__WHAT IS ASKED__. Quote the lines below exactly, from the one that holds "Pick out the parking" through the final line of the records, and only those.

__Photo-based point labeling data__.
+ + +

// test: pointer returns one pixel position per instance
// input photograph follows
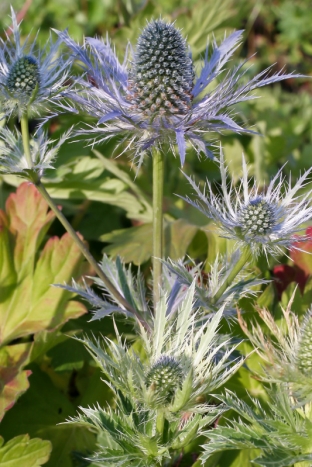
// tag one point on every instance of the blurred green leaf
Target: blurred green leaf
(24, 451)
(14, 381)
(28, 303)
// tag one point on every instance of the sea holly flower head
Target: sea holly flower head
(30, 78)
(165, 377)
(165, 384)
(154, 97)
(12, 153)
(263, 220)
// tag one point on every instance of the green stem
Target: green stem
(160, 421)
(25, 137)
(158, 189)
(244, 258)
(83, 248)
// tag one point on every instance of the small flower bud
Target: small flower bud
(257, 218)
(24, 76)
(165, 377)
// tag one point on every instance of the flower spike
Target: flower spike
(154, 97)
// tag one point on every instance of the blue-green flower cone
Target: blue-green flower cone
(162, 75)
(24, 76)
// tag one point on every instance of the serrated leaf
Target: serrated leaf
(25, 452)
(52, 408)
(14, 381)
(87, 178)
(28, 303)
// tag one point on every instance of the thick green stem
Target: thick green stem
(25, 136)
(83, 248)
(244, 258)
(160, 421)
(158, 189)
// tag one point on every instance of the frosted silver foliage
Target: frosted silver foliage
(285, 349)
(304, 353)
(154, 97)
(31, 78)
(264, 220)
(163, 388)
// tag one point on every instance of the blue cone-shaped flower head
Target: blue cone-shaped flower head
(155, 97)
(30, 78)
(162, 75)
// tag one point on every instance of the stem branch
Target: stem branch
(25, 137)
(158, 190)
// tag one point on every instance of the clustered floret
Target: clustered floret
(257, 218)
(24, 76)
(162, 76)
(165, 377)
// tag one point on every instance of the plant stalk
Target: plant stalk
(25, 137)
(158, 190)
(244, 258)
(160, 421)
(83, 248)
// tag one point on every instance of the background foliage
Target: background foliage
(45, 375)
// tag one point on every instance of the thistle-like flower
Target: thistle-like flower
(161, 393)
(30, 78)
(155, 97)
(265, 221)
(278, 436)
(12, 152)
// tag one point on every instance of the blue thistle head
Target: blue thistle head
(257, 218)
(162, 76)
(165, 377)
(24, 77)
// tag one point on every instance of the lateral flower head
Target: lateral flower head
(265, 221)
(29, 78)
(156, 98)
(12, 154)
(160, 392)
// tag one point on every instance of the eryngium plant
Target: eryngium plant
(285, 351)
(161, 393)
(280, 435)
(30, 78)
(154, 95)
(12, 152)
(264, 221)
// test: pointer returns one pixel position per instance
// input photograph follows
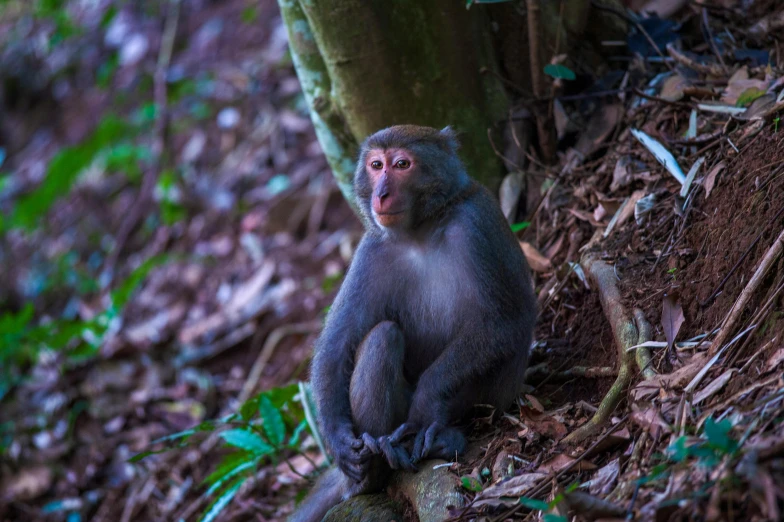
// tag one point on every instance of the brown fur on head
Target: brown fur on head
(406, 174)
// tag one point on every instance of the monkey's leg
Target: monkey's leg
(498, 390)
(379, 393)
(379, 396)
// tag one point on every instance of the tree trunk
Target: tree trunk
(398, 62)
(339, 145)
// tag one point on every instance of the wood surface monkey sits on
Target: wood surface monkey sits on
(436, 314)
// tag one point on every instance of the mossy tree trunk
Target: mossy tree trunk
(368, 64)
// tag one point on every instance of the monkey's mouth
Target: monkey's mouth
(388, 219)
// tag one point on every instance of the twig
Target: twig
(740, 305)
(268, 349)
(706, 24)
(626, 333)
(139, 208)
(713, 70)
(542, 485)
(641, 94)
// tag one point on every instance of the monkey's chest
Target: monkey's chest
(437, 300)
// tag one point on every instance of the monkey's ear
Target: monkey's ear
(449, 137)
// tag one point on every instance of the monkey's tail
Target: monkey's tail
(327, 492)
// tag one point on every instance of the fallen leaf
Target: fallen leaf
(677, 379)
(775, 359)
(604, 479)
(710, 179)
(651, 420)
(543, 424)
(591, 507)
(717, 384)
(622, 175)
(28, 484)
(661, 154)
(561, 461)
(535, 404)
(512, 487)
(673, 86)
(672, 319)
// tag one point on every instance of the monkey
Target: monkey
(435, 315)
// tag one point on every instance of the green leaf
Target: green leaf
(232, 465)
(656, 472)
(272, 420)
(145, 454)
(559, 71)
(294, 440)
(249, 408)
(247, 440)
(220, 503)
(63, 171)
(679, 450)
(282, 394)
(250, 14)
(718, 434)
(532, 503)
(185, 434)
(471, 483)
(517, 227)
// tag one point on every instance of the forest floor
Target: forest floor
(181, 280)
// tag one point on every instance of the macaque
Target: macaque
(436, 315)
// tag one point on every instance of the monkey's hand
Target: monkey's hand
(351, 455)
(391, 450)
(433, 440)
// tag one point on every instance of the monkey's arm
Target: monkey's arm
(349, 319)
(435, 404)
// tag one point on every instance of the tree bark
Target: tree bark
(405, 61)
(339, 145)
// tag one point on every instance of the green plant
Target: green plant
(547, 507)
(23, 339)
(517, 227)
(715, 444)
(264, 430)
(62, 173)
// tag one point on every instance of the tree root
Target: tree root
(430, 493)
(628, 330)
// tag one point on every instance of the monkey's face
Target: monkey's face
(389, 172)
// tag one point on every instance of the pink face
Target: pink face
(388, 170)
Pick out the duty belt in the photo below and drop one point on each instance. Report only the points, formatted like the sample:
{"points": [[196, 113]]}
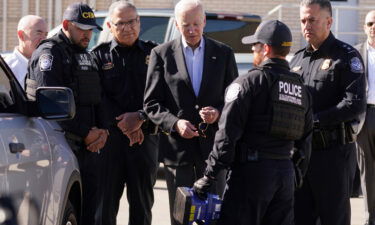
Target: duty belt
{"points": [[254, 155], [326, 139]]}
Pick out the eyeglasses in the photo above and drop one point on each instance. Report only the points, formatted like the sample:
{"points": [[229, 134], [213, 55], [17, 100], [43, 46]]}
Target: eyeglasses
{"points": [[202, 127], [130, 23]]}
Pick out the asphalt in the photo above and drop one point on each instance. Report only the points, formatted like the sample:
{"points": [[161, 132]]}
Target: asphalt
{"points": [[161, 209]]}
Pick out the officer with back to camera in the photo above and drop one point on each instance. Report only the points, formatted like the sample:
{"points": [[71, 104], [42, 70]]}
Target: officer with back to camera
{"points": [[266, 122], [64, 61]]}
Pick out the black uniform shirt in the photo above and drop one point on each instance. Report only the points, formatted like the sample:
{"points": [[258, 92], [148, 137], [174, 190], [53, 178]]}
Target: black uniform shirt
{"points": [[123, 73], [247, 97], [334, 75], [50, 66]]}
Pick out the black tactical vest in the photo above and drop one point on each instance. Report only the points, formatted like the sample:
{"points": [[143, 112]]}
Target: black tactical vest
{"points": [[286, 109], [80, 74]]}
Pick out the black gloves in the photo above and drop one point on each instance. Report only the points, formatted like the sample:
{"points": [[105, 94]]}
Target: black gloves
{"points": [[202, 186]]}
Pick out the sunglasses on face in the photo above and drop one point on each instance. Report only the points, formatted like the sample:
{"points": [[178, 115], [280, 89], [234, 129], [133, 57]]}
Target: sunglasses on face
{"points": [[202, 127]]}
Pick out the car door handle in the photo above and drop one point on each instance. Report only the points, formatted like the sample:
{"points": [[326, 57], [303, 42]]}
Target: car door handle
{"points": [[16, 147]]}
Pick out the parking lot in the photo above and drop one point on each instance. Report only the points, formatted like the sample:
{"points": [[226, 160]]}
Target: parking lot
{"points": [[161, 214]]}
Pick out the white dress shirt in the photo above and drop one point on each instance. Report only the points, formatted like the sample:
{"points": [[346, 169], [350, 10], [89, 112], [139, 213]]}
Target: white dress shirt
{"points": [[18, 64], [371, 74], [194, 62]]}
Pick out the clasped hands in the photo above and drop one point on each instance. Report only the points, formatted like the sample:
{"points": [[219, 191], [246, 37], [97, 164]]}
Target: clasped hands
{"points": [[130, 125], [187, 130], [95, 139]]}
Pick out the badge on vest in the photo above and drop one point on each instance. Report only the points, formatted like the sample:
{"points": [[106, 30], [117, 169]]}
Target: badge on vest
{"points": [[289, 92], [45, 62], [232, 92], [108, 66], [326, 64], [147, 59]]}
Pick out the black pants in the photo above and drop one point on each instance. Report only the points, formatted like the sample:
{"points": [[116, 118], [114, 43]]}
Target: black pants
{"points": [[89, 166], [325, 194], [366, 158], [259, 193], [134, 166]]}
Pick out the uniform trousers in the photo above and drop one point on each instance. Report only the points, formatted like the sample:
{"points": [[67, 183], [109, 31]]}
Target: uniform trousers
{"points": [[326, 189], [135, 167], [259, 193], [89, 166], [366, 162], [185, 176]]}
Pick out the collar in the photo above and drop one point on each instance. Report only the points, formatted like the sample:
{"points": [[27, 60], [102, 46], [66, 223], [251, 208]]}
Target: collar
{"points": [[137, 43], [370, 48], [63, 37], [324, 49], [20, 56], [275, 62], [185, 45]]}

+ + +

__TASK ANSWER__.
Pick out the parking lot in the photo above and drop one point on each instance. Report only the points, formatted like the sample:
{"points": [[226, 160]]}
Target: parking lot
{"points": [[161, 214]]}
Pick out the white dress shirt in the photo above and drop one point on each instance. Report only the points, formatted like the sample:
{"points": [[346, 169], [350, 10], [89, 112], [139, 213]]}
Target: white dress shirt
{"points": [[18, 64], [371, 74], [194, 62]]}
Pick out the clasped hands in the photo above and drop one point on each instance. Report only the points, formatted like the sample:
{"points": [[219, 191], [246, 37], [97, 164]]}
Target: clasped hands
{"points": [[130, 125], [187, 130], [95, 139]]}
Pick out the badge on vest in the photo above and drop one point on each instance. Report only the points, formatted like the sample:
{"points": [[106, 30], [117, 169]]}
Target: badge on vest
{"points": [[289, 92], [45, 62], [232, 92], [108, 66], [326, 64], [147, 59]]}
Pick out the black pants in the photo above and drop one point on each instance. Report only the points, formatted like the sample:
{"points": [[116, 118], [114, 43]]}
Target: black pants
{"points": [[89, 166], [325, 194], [366, 158], [259, 193], [134, 166]]}
Pick out the uniform trousers in the photo above and drop one point on each instance. Report only the points, formatted like the sample:
{"points": [[67, 183], [109, 31]]}
Target: uniform trousers
{"points": [[326, 189], [135, 167], [259, 193], [89, 166], [366, 162], [185, 176]]}
Pick out the collar in the photo above and drop one point on each instance. Report only the points, formatted like the sample:
{"points": [[27, 60], [102, 46], [66, 223], [251, 208]]}
Target: collar
{"points": [[137, 43], [370, 48], [63, 37], [324, 49], [20, 56], [275, 62], [185, 45]]}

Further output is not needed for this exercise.